** BEGIN Quoted text **
Location: on the eastern shores of Lake Tanganyika about 150 km south of Kigoma. 

Altitude: 780-2,462 meters above sea level.

Gazetted: 1985.

Vegetation: 75% woodland with lowland forest and montane forest mixed with bamboo. 

Climate: the park has two seasons; the dry season begins at the end of May and the wet season at the beginning of November (when heavy rains reach up to 250 cms a year).

Fauna: 55 recorded species including chimpanzees, brush-tailed porcupine, blue duiker, lion, warthog, sable antelope and Lichtenstein’s hartebeest.  

Activities: mountain climbing and trekking, boating, walking, chimpanzee tracking and bird-watching.

Overview

Mahale Mountains National Park is an undiscovered gem. Thirty times the size of its much more famous neighbour, Gombe Stream National Park, Mahale not only offers a wider diversity of plant and animal species than Gombe, but also a number of animals that are rarely seen there, such as elephants, buffaloes, roans, plains zebras and giraffes that remains isolated amid the ancient rainforests that line the eastern shores of Lake Tanganyika.
** END Quoted text **
** BEGIN Given records **
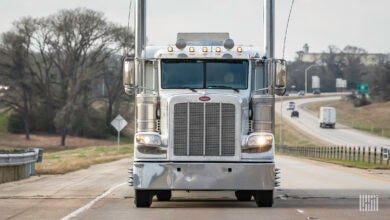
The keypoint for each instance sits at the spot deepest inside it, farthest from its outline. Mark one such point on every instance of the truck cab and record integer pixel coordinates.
(204, 117)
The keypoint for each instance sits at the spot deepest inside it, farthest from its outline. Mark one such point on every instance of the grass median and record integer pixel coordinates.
(65, 161)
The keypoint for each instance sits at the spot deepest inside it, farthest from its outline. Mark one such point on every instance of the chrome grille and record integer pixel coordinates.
(204, 129)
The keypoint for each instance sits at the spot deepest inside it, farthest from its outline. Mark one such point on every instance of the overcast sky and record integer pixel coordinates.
(319, 23)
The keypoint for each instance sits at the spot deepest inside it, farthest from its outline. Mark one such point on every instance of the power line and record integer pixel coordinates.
(288, 21)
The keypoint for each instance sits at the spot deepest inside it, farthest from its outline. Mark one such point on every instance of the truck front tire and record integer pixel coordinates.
(264, 198)
(143, 198)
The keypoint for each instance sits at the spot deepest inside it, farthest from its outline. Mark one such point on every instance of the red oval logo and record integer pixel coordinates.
(204, 98)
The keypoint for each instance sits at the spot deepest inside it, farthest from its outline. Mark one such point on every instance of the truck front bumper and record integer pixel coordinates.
(204, 176)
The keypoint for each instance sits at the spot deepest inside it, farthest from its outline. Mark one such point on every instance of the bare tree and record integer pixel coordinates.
(83, 40)
(14, 50)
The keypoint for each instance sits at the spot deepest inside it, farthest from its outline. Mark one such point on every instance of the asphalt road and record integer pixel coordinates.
(309, 190)
(340, 136)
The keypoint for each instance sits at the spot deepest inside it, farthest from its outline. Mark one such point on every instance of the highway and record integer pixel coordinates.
(309, 190)
(340, 136)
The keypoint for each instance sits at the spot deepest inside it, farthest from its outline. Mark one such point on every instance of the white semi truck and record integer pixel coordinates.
(204, 114)
(327, 117)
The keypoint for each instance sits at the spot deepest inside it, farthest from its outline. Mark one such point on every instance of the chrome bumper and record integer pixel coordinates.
(204, 176)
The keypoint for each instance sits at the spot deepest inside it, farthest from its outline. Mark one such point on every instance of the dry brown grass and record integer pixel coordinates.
(49, 143)
(374, 118)
(71, 160)
(292, 136)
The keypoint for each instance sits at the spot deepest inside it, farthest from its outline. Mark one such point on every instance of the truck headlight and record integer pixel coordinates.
(148, 139)
(258, 143)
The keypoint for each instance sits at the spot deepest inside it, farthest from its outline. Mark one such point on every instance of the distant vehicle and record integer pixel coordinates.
(327, 117)
(295, 113)
(291, 106)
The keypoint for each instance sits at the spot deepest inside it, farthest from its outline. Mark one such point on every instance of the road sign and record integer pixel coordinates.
(362, 88)
(119, 123)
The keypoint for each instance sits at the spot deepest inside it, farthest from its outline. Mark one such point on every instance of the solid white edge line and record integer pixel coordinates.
(91, 203)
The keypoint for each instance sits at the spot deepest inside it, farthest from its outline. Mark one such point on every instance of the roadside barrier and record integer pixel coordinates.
(17, 166)
(371, 155)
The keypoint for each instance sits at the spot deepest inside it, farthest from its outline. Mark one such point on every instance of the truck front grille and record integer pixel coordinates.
(204, 129)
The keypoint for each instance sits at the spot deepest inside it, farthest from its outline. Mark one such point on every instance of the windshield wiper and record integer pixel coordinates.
(223, 87)
(184, 87)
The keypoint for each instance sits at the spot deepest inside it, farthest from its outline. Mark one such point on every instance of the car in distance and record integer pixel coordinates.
(295, 113)
(290, 106)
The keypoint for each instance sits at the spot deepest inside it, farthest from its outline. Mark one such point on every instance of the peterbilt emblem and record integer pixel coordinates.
(204, 98)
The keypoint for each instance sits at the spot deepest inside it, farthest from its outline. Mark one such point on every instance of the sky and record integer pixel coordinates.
(319, 23)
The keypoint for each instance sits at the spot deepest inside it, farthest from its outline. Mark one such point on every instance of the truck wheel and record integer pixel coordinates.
(164, 195)
(143, 198)
(264, 198)
(243, 195)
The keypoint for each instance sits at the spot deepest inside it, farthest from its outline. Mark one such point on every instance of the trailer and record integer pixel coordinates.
(327, 117)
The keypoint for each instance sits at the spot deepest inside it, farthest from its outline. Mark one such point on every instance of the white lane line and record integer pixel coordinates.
(91, 203)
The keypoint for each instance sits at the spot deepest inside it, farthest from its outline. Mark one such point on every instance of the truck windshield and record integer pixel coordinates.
(204, 74)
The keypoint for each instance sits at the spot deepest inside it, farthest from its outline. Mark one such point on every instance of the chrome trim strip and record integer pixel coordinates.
(204, 129)
(188, 128)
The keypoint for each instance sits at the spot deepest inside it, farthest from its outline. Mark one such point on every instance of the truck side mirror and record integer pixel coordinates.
(129, 74)
(278, 68)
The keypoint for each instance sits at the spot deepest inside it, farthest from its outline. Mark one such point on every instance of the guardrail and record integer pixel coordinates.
(370, 155)
(16, 166)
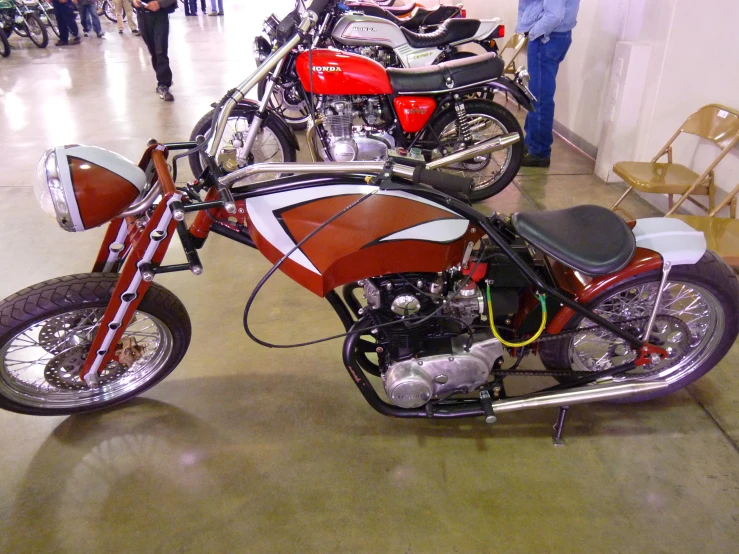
** END Given records **
[Instructions]
1/ Transcribe the Mahale Mountains National Park text from "Vegetation: 75% woodland" to "tracking and bird-watching.".
2/ Go on with the Mahale Mountains National Park text from the point where it stops.

[Solved tasks]
1/
Vegetation: 75% woodland with lowland forest and montane forest mixed with bamboo. 

Climate: the park has two seasons; the dry season begins at the end of May and the wet season at the beginning of November (when heavy rains reach up to 250 cms a year).

Fauna: 55 recorded species including chimpanzees, brush-tailed porcupine, blue duiker, lion, warthog, sable antelope and Lichtenstein’s hartebeest.  

Activities: mountain climbing and trekking, boating, walking, chimpanzee tracking and bird-watching.

2/
Home to some of the world’s last remaining wild chimpanzees

Like Gombe, the Mahale Mountains are home to some of the world’s last remaining wild chimpanzees (around 700): the area has also been a centre of chimpanzee research since the 1960s. Mountainous, uninhabited, with no roads and accessible only by boat, the area is sometimes referred to as Nkungwe, after Mount Nkungwe, which at 2,460 metres is the highest of six peaks in the Mahale Mountain range, which runs north-west to south-west down the Mahale promontory. 

A remote and unique ecological zone, the park is the meeting point for three different types of vegetation: Lowland forest and moist savannah in the west and north, woodlands and dry savannah in the east, and open woodland in the south.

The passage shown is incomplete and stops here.